§ WHAT IS NEEDED:
Please transcribe the data below in full. Omit any picture you find in it.

§ EXTRACTED INFORMATION:
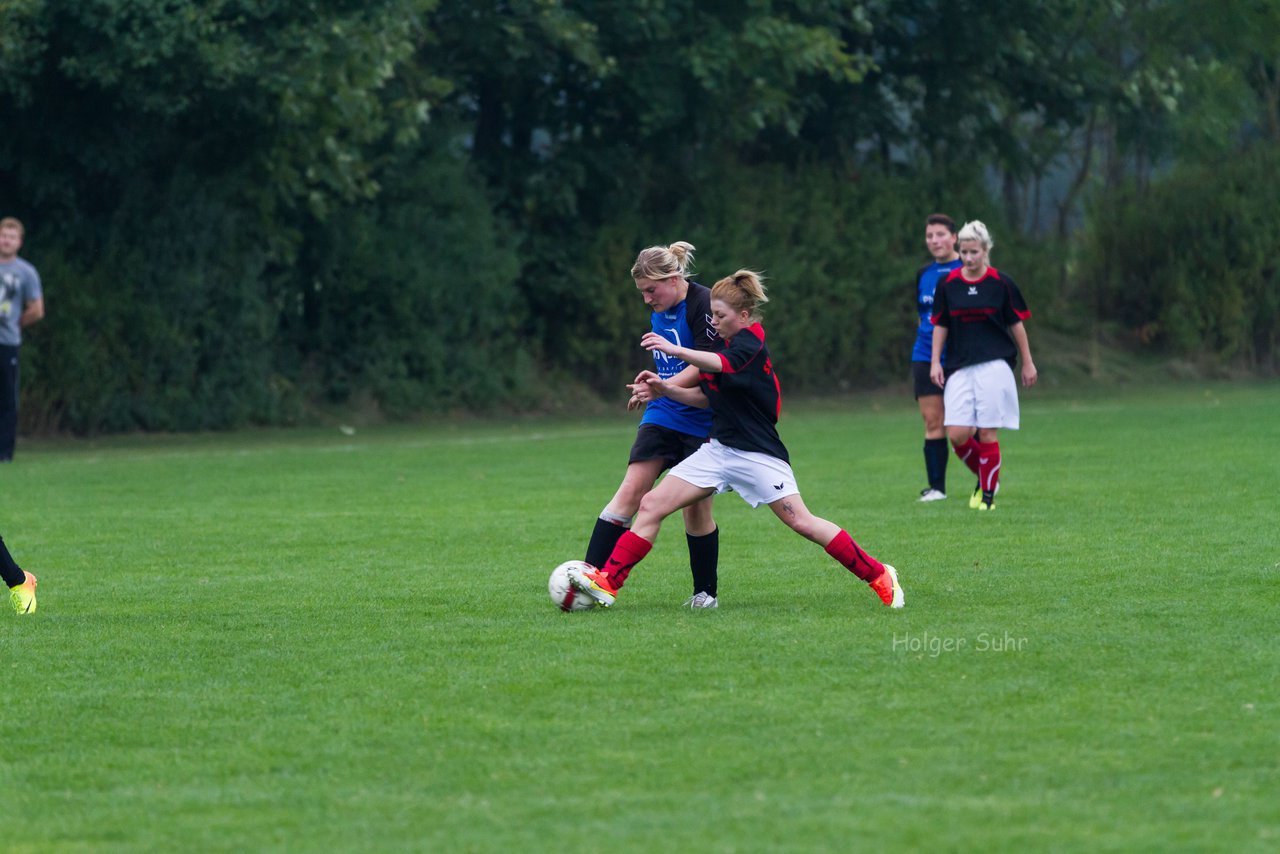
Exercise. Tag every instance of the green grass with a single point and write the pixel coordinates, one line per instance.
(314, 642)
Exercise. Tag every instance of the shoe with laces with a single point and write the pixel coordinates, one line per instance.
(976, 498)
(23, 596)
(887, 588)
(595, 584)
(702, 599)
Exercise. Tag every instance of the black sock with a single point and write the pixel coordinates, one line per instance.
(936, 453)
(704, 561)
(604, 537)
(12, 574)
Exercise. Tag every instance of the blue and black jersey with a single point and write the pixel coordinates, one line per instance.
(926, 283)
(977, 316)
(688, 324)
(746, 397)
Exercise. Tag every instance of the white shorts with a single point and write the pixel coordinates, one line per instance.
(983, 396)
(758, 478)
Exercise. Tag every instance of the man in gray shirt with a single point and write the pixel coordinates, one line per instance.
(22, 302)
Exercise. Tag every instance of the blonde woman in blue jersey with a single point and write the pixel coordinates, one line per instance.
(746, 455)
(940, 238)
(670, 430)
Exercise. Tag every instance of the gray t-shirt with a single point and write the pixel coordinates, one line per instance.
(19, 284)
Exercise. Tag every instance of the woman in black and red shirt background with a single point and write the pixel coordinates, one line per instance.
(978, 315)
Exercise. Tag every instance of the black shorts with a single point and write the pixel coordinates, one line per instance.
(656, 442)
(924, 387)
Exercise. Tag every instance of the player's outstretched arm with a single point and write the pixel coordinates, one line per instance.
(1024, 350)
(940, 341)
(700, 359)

§ TASK OUTPUT:
Exercise. Tag every instance of the green grass with a single point and write the pixel coordinates, one line per instance.
(314, 642)
Exercise. Tag every instance of the shoe with laces with a single point and write the pixel coordinates, one line per instance.
(976, 498)
(23, 596)
(887, 588)
(595, 584)
(702, 599)
Exercise. Tag every instance of the black sock with a single point and write the pixel coordinates, one line per instance.
(936, 453)
(704, 561)
(604, 537)
(12, 574)
Exercise. Tag every instance of the blue and black jersey with a single point and write the pixel coordinates, one line per instance.
(926, 283)
(977, 316)
(688, 324)
(746, 397)
Exercise. Tag every instance of the white shorts with a single point and write the pixel coordinates, one line per instance.
(983, 396)
(758, 478)
Exercise. Tag every instance of the man in gray shirt with a single point and write the pixel coordinates, one line per instance.
(22, 302)
Exercise. Tag every instance of the blonde woman in blue jersey with a single point and write the pixel coordinates, one line per instance.
(746, 455)
(940, 238)
(670, 430)
Exercise. Tag every instance of the gray t-shirt with a single point and write the pixel coordinates, one line per instance.
(19, 284)
Exercise. Tag every instance of the woman in black and red shirt background with a single point and write the pixel coordinates, one line per instance.
(978, 315)
Exercise. Tag every instance of the black shorts with a single point and write the pixel coordinates, one line per instance.
(656, 442)
(924, 387)
Exercise. Tag every instance of the player's outstretched arm with a single point and write the pixel coordinates, one line per instance.
(1024, 350)
(940, 341)
(700, 359)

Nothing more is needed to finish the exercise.